▶ _Task to complete_
Look through the data below and, wherever a line carries the word "wheel", please copy that line.

────

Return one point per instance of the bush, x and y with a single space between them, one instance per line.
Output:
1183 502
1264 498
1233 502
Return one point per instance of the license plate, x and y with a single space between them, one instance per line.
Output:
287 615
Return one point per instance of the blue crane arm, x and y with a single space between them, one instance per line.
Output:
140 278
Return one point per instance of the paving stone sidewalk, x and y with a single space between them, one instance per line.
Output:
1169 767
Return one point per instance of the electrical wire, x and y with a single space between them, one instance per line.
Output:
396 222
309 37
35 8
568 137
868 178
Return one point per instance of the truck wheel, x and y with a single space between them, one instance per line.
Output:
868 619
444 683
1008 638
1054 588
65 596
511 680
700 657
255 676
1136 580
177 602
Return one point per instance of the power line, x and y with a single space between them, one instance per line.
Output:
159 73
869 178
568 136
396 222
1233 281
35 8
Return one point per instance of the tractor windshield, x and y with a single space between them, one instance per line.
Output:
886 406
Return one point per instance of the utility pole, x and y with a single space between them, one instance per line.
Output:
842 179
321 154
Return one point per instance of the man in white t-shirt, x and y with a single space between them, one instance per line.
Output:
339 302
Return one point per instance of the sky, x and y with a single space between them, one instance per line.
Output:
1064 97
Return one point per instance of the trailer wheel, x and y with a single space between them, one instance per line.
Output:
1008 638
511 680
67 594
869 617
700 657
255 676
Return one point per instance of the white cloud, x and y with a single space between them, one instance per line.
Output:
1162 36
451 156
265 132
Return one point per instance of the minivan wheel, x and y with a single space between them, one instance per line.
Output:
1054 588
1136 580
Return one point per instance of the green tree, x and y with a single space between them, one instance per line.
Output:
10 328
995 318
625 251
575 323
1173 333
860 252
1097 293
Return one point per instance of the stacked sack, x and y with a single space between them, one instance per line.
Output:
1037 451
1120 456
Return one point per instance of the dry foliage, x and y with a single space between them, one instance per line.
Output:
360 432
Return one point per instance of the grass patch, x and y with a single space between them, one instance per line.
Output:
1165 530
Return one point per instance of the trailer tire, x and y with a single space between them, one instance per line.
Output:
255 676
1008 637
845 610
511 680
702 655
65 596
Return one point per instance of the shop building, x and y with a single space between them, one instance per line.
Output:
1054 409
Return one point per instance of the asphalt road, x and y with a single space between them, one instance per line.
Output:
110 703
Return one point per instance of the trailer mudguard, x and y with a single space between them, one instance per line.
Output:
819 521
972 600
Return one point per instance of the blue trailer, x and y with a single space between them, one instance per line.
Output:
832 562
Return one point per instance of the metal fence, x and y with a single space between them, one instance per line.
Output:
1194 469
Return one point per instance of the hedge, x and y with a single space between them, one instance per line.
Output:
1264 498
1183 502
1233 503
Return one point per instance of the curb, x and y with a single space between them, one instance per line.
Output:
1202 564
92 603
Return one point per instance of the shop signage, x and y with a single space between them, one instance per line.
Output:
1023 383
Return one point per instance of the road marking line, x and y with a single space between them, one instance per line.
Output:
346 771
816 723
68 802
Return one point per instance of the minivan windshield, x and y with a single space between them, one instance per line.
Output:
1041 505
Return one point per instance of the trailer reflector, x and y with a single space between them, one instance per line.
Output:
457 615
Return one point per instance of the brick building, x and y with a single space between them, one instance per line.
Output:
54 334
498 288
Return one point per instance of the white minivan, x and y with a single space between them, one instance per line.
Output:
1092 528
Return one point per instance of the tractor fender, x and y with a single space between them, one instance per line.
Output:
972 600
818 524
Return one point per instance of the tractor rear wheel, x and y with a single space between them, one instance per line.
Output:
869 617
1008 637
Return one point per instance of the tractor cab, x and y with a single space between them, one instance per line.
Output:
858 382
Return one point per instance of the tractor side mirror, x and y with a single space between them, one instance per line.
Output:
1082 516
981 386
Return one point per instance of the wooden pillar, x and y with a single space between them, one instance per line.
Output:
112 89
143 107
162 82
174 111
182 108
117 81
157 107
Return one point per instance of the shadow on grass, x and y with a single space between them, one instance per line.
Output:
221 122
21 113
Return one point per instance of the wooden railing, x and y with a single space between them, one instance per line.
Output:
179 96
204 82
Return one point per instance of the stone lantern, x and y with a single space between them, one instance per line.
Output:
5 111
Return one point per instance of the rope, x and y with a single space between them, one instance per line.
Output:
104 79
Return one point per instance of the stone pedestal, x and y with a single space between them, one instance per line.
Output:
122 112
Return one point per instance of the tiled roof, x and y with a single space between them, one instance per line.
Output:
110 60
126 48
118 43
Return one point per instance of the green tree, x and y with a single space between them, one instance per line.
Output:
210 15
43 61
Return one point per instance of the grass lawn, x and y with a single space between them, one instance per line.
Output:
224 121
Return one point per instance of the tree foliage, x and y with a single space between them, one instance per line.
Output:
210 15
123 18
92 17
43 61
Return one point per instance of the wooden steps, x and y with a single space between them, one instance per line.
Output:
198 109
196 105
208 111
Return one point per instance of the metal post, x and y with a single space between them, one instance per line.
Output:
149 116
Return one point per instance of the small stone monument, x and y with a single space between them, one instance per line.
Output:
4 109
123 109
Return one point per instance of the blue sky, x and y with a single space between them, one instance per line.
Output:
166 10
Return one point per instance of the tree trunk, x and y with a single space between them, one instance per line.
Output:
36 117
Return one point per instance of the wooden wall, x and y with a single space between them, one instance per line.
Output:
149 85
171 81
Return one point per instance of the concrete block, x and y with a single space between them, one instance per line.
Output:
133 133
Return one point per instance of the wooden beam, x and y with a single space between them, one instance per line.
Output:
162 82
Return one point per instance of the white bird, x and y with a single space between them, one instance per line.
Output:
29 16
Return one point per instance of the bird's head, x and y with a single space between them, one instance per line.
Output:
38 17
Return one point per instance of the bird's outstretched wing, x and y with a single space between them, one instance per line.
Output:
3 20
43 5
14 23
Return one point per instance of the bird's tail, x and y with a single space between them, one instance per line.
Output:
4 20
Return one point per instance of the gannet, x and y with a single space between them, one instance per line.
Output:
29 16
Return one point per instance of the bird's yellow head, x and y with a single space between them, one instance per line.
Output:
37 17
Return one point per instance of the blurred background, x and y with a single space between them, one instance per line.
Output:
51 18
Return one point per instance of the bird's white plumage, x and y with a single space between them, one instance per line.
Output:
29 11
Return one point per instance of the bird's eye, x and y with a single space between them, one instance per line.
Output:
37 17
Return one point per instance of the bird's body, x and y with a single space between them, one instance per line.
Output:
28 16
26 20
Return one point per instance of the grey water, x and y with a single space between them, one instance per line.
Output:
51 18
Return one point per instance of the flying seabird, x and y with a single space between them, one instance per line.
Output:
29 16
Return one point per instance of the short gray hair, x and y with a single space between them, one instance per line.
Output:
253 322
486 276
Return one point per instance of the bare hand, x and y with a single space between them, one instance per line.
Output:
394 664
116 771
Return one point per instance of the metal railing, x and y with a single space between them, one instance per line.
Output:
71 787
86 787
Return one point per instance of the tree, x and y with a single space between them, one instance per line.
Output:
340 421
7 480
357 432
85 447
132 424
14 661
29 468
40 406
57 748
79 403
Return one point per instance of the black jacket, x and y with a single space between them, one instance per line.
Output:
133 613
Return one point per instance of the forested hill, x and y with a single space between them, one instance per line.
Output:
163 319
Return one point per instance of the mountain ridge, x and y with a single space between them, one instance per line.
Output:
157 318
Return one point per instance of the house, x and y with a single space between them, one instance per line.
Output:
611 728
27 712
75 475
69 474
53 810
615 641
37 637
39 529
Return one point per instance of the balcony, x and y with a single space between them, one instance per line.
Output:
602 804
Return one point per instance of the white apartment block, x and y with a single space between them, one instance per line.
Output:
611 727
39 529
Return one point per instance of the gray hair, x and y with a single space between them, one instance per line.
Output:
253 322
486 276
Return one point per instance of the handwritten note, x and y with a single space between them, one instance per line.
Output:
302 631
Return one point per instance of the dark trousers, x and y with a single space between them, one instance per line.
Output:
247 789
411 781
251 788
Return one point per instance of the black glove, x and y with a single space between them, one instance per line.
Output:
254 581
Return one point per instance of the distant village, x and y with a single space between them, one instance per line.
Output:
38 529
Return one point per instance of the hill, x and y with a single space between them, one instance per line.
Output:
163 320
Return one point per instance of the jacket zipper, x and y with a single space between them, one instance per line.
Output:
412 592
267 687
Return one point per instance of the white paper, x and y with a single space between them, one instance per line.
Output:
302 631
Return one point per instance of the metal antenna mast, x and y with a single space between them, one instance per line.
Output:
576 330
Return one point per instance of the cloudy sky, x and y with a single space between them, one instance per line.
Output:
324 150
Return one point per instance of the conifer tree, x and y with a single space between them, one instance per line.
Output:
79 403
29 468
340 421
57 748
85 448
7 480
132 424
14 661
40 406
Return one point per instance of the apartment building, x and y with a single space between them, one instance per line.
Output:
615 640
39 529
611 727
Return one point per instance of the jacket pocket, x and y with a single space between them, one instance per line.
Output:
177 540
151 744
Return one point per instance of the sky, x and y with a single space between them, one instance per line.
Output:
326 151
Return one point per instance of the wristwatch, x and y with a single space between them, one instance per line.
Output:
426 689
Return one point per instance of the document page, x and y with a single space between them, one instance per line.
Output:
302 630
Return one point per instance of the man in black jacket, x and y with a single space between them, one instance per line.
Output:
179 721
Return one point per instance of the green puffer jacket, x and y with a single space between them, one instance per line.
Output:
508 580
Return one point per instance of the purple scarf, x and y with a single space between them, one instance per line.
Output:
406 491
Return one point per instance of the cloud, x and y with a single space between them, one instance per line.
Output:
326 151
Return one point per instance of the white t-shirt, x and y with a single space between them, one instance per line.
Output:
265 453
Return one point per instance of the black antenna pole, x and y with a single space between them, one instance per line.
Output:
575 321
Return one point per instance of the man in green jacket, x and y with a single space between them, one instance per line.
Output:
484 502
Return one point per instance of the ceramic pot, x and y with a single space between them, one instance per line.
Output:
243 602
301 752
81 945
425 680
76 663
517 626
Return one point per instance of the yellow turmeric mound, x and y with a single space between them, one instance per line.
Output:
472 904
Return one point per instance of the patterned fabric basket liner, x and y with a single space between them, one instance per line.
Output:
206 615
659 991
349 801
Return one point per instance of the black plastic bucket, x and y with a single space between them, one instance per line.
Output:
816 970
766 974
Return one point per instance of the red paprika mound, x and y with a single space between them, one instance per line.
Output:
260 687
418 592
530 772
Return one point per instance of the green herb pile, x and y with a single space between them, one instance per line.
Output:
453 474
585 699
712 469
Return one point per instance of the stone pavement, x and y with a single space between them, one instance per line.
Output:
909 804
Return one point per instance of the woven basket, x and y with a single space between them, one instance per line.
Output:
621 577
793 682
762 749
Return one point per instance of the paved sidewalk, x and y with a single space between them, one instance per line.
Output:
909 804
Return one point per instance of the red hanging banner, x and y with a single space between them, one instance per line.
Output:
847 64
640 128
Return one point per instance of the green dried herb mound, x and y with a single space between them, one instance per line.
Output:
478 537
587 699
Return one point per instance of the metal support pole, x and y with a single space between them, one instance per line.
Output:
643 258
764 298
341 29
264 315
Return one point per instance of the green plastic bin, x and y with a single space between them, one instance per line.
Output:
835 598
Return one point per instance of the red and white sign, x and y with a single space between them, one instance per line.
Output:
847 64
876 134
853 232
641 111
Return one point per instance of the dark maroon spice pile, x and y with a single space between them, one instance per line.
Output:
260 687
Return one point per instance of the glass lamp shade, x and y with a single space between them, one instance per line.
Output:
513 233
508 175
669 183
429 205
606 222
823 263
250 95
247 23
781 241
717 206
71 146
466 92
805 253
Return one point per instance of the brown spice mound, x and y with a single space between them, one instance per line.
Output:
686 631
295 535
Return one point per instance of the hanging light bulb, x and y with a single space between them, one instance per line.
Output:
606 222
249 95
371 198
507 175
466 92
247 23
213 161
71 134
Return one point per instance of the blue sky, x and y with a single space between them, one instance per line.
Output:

────

▶ _Finished exercise_
Return one point per instance of the truck wheel, x and y with a single space between them, one instance per line.
Return one point per instance of the trailer wheel, x and y with a single space between them, one instance per line.
Return one point per instance of the minivan wheel, x and y with a single space between them, one instance per line.
Return one point per instance of the tractor rear wheel, x and y with a single space between them, one instance per line.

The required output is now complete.